# Start of Data section
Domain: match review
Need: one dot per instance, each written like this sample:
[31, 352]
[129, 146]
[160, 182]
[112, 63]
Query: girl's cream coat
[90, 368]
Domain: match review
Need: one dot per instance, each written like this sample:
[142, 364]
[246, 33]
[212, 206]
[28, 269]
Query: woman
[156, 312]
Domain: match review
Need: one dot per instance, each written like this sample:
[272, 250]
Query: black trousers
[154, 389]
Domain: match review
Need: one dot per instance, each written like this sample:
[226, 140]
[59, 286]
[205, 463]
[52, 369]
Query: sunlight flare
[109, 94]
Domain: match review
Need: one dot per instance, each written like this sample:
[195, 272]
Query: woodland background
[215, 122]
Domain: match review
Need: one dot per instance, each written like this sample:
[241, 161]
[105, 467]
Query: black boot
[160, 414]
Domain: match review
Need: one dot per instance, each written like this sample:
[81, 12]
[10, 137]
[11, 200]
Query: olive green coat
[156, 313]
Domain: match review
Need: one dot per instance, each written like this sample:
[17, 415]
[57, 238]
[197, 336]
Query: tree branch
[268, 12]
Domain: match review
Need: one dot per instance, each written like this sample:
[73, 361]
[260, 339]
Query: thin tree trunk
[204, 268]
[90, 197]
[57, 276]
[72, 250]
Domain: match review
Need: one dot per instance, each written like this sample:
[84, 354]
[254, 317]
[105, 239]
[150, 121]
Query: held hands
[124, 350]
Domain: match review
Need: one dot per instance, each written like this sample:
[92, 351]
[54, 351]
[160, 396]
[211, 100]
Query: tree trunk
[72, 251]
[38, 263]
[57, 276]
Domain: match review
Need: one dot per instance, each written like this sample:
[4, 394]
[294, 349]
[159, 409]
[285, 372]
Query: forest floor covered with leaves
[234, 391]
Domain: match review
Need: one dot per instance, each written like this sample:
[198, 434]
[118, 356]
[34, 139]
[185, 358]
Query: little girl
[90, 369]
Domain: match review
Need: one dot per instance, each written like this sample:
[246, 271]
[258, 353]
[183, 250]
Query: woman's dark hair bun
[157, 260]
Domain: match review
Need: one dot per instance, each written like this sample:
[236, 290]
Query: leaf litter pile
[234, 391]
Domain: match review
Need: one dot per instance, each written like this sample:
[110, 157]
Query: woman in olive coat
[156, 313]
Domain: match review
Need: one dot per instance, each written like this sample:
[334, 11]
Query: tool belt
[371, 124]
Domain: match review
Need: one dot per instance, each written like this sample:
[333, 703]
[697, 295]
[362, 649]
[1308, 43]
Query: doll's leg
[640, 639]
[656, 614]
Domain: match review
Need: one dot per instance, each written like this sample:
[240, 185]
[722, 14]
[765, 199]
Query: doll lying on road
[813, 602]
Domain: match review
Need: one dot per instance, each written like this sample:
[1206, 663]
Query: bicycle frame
# End of Data section
▶ Directions for this task
Exactly reproduce every line of the data above.

▶ Written response
Domain: match review
Need: one dot per instance, each written like this sample:
[31, 352]
[129, 146]
[160, 182]
[112, 63]
Query: girl's cream coat
[90, 368]
Domain: match review
Need: one dot per instance, each written like this sample:
[142, 364]
[246, 33]
[212, 206]
[28, 269]
Query: woman
[156, 312]
Domain: match review
Need: one dot per instance, each written like this sample:
[272, 250]
Query: black trousers
[154, 389]
Domain: match review
Need: one dot per instance, each written like this sample:
[226, 140]
[59, 286]
[205, 463]
[52, 369]
Query: sunlight flare
[109, 94]
Domain: match review
Need: one dot per instance, each written like this sample:
[195, 272]
Query: woodland background
[215, 122]
Domain: match review
Need: one dot per instance, each written like this sample:
[241, 161]
[105, 467]
Query: black boot
[160, 414]
Domain: match review
Need: one dot per instance, each written like this sample:
[81, 12]
[10, 137]
[11, 200]
Query: olive green coat
[156, 313]
Domain: match review
Need: one dot per instance, each written like this sample:
[17, 415]
[57, 238]
[197, 336]
Query: tree branch
[268, 12]
Domain: match review
Need: one dot per instance, each written like this sample:
[73, 361]
[260, 339]
Query: thin tree trunk
[204, 268]
[90, 197]
[57, 276]
[72, 250]
Domain: match review
Need: one dot per instance, each written like this sample:
[84, 354]
[254, 317]
[105, 239]
[150, 121]
Query: held hands
[124, 350]
Domain: match review
Need: one dot per instance, each written like this sample:
[92, 351]
[54, 351]
[160, 396]
[211, 100]
Query: tree trunk
[72, 251]
[38, 263]
[57, 276]
Domain: match review
Need: one dot per instance, each written like this sample:
[4, 394]
[294, 349]
[159, 409]
[285, 372]
Query: forest floor covered with leaves
[234, 391]
Domain: match review
Need: one dot per instance, each written like this sample:
[198, 434]
[118, 356]
[34, 139]
[185, 358]
Query: little girl
[90, 369]
Domain: match review
Need: one dot per instance, each written like this sample:
[246, 271]
[258, 353]
[183, 250]
Query: woman's dark hair bun
[157, 260]
Domain: match review
Need: one dot per instance, each written like this sample:
[236, 290]
Query: leaf litter pile
[234, 391]
Domain: match review
Need: one dot per instance, each written like this sample:
[110, 157]
Query: woman in olive coat
[156, 313]
Domain: match review
Need: one dot per instance, each written like this sample:
[334, 11]
Query: tool belt
[371, 124]
Domain: match review
Need: one dot per instance, each written like this sample:
[333, 703]
[697, 295]
[362, 649]
[1308, 43]
Query: doll's leg
[640, 639]
[656, 614]
Domain: match review
Need: one dot per instance, each written like this sample:
[240, 185]
[722, 14]
[765, 199]
Query: doll lying on road
[813, 602]
Domain: match review
Need: one dot per instance, each written like this sample:
[1206, 663]
Query: bicycle frame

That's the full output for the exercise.